(Requirement)
The required output is the exact run of lines below that opens at the line with "on the brown" and closes at the line with "on the cluster".

(Recorded information)
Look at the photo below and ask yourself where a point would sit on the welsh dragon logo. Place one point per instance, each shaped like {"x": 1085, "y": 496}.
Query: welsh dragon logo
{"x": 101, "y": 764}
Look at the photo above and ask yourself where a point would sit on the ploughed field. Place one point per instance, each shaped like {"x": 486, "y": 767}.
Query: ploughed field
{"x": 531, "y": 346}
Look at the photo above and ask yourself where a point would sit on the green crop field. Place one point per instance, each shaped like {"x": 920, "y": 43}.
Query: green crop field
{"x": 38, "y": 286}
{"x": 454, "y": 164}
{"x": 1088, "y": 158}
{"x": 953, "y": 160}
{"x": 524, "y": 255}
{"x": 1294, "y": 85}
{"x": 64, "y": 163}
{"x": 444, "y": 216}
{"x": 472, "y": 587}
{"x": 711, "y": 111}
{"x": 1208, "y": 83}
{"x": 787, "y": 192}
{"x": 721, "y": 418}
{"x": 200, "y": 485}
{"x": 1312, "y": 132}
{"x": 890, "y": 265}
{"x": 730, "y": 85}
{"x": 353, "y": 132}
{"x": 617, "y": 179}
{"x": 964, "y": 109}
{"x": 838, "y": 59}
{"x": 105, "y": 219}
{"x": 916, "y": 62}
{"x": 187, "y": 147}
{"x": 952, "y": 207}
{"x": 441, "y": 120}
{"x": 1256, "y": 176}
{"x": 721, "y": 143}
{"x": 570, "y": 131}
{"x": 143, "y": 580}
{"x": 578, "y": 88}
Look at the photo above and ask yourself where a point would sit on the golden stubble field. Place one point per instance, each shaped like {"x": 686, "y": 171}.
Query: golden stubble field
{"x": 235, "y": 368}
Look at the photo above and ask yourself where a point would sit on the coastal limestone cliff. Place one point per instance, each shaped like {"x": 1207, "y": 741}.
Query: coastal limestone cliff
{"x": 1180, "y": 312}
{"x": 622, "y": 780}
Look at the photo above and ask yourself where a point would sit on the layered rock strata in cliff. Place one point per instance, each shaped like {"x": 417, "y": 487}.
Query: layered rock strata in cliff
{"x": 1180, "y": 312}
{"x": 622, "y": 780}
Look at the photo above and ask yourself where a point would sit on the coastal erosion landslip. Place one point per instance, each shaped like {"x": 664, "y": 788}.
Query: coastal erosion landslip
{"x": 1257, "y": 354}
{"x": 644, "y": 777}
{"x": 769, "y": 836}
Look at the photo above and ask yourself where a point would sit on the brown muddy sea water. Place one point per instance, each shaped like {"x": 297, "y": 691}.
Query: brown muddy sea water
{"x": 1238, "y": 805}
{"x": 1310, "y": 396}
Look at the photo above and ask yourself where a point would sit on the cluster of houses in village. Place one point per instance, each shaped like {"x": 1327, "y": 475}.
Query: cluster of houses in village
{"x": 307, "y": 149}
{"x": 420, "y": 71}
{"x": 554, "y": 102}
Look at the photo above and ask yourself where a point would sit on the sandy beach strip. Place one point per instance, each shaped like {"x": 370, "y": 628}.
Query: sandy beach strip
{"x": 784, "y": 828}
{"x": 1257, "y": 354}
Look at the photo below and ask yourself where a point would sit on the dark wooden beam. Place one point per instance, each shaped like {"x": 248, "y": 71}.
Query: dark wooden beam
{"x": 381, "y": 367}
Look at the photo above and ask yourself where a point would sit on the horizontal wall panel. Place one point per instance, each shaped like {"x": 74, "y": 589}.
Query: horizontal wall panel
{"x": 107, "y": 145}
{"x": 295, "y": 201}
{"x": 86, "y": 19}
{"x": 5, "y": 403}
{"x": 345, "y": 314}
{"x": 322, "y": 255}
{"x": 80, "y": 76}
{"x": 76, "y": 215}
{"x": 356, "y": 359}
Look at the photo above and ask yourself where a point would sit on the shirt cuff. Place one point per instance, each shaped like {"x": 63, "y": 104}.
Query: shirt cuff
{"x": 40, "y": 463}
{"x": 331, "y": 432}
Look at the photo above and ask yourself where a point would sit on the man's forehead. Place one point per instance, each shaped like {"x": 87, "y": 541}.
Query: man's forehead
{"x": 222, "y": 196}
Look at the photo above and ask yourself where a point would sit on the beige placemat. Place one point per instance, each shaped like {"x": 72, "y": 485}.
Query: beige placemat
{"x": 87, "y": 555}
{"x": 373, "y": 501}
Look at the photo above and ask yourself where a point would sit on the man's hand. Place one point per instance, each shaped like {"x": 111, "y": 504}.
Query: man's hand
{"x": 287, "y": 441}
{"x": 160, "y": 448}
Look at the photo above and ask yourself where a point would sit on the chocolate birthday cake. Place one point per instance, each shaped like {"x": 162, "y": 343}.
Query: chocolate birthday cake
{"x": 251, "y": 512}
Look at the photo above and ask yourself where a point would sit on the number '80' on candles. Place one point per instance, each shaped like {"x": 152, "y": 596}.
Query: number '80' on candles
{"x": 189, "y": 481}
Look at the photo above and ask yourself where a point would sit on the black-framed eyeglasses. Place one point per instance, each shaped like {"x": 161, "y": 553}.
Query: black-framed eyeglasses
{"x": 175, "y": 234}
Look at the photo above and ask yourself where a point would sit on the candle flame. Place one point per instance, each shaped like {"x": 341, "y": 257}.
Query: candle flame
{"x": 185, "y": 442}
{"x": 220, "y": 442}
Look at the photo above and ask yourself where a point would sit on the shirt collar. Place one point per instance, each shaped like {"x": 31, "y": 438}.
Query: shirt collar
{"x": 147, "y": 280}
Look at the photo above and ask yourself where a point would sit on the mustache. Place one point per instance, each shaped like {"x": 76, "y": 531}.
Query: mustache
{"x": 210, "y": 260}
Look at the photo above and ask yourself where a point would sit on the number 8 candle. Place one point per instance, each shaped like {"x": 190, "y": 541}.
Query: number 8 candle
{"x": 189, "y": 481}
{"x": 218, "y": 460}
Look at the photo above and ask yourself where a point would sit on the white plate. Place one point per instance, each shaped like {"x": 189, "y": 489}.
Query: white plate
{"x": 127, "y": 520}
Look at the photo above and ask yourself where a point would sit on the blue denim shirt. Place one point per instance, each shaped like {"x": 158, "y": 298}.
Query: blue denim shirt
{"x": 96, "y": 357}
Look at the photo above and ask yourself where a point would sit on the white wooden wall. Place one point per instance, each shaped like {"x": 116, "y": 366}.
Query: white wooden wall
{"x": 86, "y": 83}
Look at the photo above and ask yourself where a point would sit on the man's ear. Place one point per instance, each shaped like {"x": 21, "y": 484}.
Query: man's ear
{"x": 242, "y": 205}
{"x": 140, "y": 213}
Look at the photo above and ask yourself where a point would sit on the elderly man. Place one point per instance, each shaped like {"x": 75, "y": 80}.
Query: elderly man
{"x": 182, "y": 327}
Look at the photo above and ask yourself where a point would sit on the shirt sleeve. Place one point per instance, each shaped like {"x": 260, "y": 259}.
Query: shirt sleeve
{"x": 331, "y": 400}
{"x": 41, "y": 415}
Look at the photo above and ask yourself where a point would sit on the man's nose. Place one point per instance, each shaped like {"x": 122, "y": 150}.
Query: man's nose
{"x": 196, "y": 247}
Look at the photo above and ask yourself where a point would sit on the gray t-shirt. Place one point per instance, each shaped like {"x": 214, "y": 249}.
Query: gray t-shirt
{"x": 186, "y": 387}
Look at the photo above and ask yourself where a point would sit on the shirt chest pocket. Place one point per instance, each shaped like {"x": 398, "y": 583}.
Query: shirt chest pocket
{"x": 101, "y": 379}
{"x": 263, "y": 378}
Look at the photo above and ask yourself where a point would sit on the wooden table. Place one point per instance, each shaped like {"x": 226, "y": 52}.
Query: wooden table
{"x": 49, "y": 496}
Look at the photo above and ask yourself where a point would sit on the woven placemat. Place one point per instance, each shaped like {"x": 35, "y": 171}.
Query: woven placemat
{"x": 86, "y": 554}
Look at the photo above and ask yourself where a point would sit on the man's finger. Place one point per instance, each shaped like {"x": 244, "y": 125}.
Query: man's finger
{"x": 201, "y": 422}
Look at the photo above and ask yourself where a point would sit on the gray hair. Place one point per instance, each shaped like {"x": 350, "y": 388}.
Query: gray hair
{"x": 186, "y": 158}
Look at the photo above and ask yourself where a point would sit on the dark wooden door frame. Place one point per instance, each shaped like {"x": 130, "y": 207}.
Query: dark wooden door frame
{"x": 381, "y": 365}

(Written reply)
Look at the photo above and ask yourself where a point would sit on the brown muddy sea water. Place one point per instance, each shaped like {"x": 297, "y": 691}.
Query: brown muddy sea water
{"x": 1238, "y": 805}
{"x": 1310, "y": 396}
Look at the photo above and ask yourself where a point would sit on the cluster of houses in village. Place one point per instance, each shaped like {"x": 1327, "y": 475}.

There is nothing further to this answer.